Didáctica de la… didáctica

Didáctica de la… didáctica

Isabel del Val

 

Tampoco nos vamos aponer muy metodológicos y esas cosas, pero empezar por el principio no estaría mal. ¿Qué principio? El del lío en el que los pedagogos han metido a la enseñanza.

Iremos a menudo descendiendo a casos y sucesos, pero todos ellos se deberán a un fenómeno general del que sin excepción respiran y respirarán los sucesos que todavía no han sucedido pero, sin duda, sucederán: el triunfo del irracionalismo en la educación.

¿Habrá que culpar sólo a la educación, cuando lo cierto es que ese irracionalismo se ha hecho amo y señor de prácticamente todos los ámbitos de la vida social y profesional? Quizá no culparla como autora, pero sí con cierta cualificación especial, porque de todos los ámbitos es uno de los dos o tres de los que hubiéramos esperado, si no lo conociéramos ya de décadas, que se erigieran en defensa del sentido común, como mínimo, por no llegar a decir palabras tan gordas como razón y ciencia.

Por causas complejas, en la sociedad tenida y calificada por los observadores con más perspectiva como sociedad tecnocientífica, la nuestra, la de nuestra época, ha venido a suceder que, al mismo tiempo que es eso, y lo es de verdad (la exigencia de procesos científicos para la extracción de consecuencias, etcétera), esos ciertos ámbitos de los que cualquiera hubiera esperado que se mantuvieran firmes en esa tecnocientificidad han sido los que en mayor medida y con más intensidad se han pronunciado como campeones de la irreflexividad, del emotivismo y del desprecio a los valores de la Ilustración y de la racionalidad pública. Sí: Ilustración. ¿A que incluso los ajenos a la batalla emotivista reconocen un cierto reflejo de rechazo a esa mención, a ese concepto, «Ilustración», como algo durante unos breves instantes más bien ajado, rancio, de señores con peluca, en todo caso superado? Eso ha sido la eficacísima propaganda de dos en principio enemigos entre sí, pero unidos, muy unidos en esta causa: a un lado, las iglesias cristianas, y al otro la izquierda cerril y reaccionaria. Qué placer encontrar ese territorio de odios comunes y motivos iracundos, cada uno con sus metafísicas de fondo, sí, pero similares en daños y lesiones cuando esa Ilustración ha triunfado aquí o allá.

━━━━━━━━━━━━━━━━━━━━

Objetivos:
**a)** En el texto de origen, ¿qué dos enemigos entre sí aparecen unidos en la propaganda contra la Ilustración?
**b)** Enumere todos los calificativos que, según el texto de origen, asocian durante unos breves instantes a la mención «Ilustración» incluso los ajenos a la batalla emotivista.

Datos de origen:
━━━━━━━━━━━━━━━━━━━━

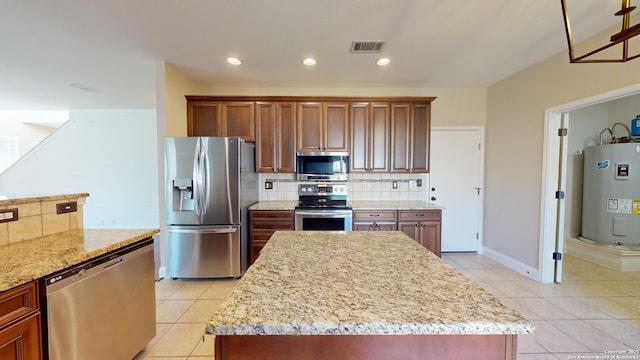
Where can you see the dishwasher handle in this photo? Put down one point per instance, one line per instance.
(96, 266)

━━━━━━━━━━━━━━━━━━━━

Soluciones:
**a)** Las iglesias cristianas y la izquierda cerril y reaccionaria.

**b)** Ajado, rancio, de señores con peluca, superado.